Provided entries:
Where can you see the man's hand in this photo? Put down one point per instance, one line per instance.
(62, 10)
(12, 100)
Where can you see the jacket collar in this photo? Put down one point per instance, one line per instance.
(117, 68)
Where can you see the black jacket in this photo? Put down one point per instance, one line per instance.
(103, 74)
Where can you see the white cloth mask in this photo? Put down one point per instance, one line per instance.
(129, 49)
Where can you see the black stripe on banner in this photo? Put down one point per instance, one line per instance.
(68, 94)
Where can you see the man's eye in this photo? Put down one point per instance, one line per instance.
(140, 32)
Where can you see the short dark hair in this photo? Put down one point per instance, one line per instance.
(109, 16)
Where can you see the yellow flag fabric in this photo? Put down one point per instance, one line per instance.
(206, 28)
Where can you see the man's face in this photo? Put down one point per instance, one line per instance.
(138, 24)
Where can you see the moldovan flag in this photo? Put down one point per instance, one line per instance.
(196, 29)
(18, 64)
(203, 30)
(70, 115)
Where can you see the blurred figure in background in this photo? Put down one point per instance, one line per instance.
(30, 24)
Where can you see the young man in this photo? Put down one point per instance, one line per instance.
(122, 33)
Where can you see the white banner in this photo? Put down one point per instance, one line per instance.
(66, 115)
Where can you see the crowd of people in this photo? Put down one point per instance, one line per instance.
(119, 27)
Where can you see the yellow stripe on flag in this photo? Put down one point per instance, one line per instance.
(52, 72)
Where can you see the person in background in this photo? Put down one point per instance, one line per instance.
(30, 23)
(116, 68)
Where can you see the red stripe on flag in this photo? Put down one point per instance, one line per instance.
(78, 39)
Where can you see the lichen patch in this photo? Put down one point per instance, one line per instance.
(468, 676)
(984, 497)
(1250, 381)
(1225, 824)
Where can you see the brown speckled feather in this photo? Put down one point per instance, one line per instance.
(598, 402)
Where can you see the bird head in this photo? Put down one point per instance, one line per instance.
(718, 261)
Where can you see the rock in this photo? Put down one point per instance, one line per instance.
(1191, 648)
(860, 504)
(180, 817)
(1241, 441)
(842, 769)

Required work: Retype the whole listing, matching it exactly.

Response to the task:
Where can you see the man's hand in this photo? Put down one point per instance, one line per instance.
(62, 10)
(12, 100)
Where can you see the jacket collar in this photo? Put down one point per instance, one line per instance.
(117, 68)
Where can you see the black jacket in this photo? Put down one point per instance, one line per instance.
(103, 74)
Where can you see the white cloth mask in this photo? Put down one point per instance, one line per instance.
(129, 49)
Where can you see the black stripe on banner in this photo? Put down one point per instance, one line per instance.
(68, 94)
Where can you see the man's eye in this photo? Put down one point per instance, one line per instance.
(140, 32)
Where can you see the short dark hair in this photo? Put down one point per instance, one line per instance.
(109, 16)
Where can you see the yellow flag fabric in this photo? Put down one point per instance, one line per instance.
(206, 28)
Where can you see the man's face in this photo? Put down one point per instance, one line per instance.
(138, 24)
Where can you see the moldovan flag in this photo? Put down one point per instance, one line per instance.
(196, 29)
(18, 64)
(203, 30)
(70, 115)
Where can you see the blurred figure in background in this photo? Put down one point per instance, one line per instance.
(30, 24)
Where can you see the young man in this photo? Put down one point per instance, one line per instance.
(122, 33)
Where can you see the white banner in this photo? Put down one point per instance, one line per instance.
(66, 115)
Where can you see the crowd of people in this photo? Put down one point per instance, one line per instance.
(119, 27)
Where can you see the yellow stripe on flag in this photo? Put down one point per instance, one line per instance.
(52, 72)
Where can you see the person in background in this photo? Put down one point per instance, one line per instance.
(30, 23)
(116, 68)
Where can you see the red stripe on flag in this photo? Put down one point per instance, one line per instance.
(78, 39)
Where can you see the lichen patch in this photo? Put down one point per instance, one line per instance.
(468, 676)
(984, 497)
(1250, 381)
(1225, 824)
Where can you see the brown speckled feather in this photo? Put down one point per instance, one line per instance.
(598, 402)
Where can you see the bird head in this photo? Put down one point per instance, one line per instance.
(718, 261)
Where can you see the rock in this photo? Put down one point per instance, one line per instance.
(1191, 648)
(860, 504)
(180, 817)
(1241, 441)
(842, 769)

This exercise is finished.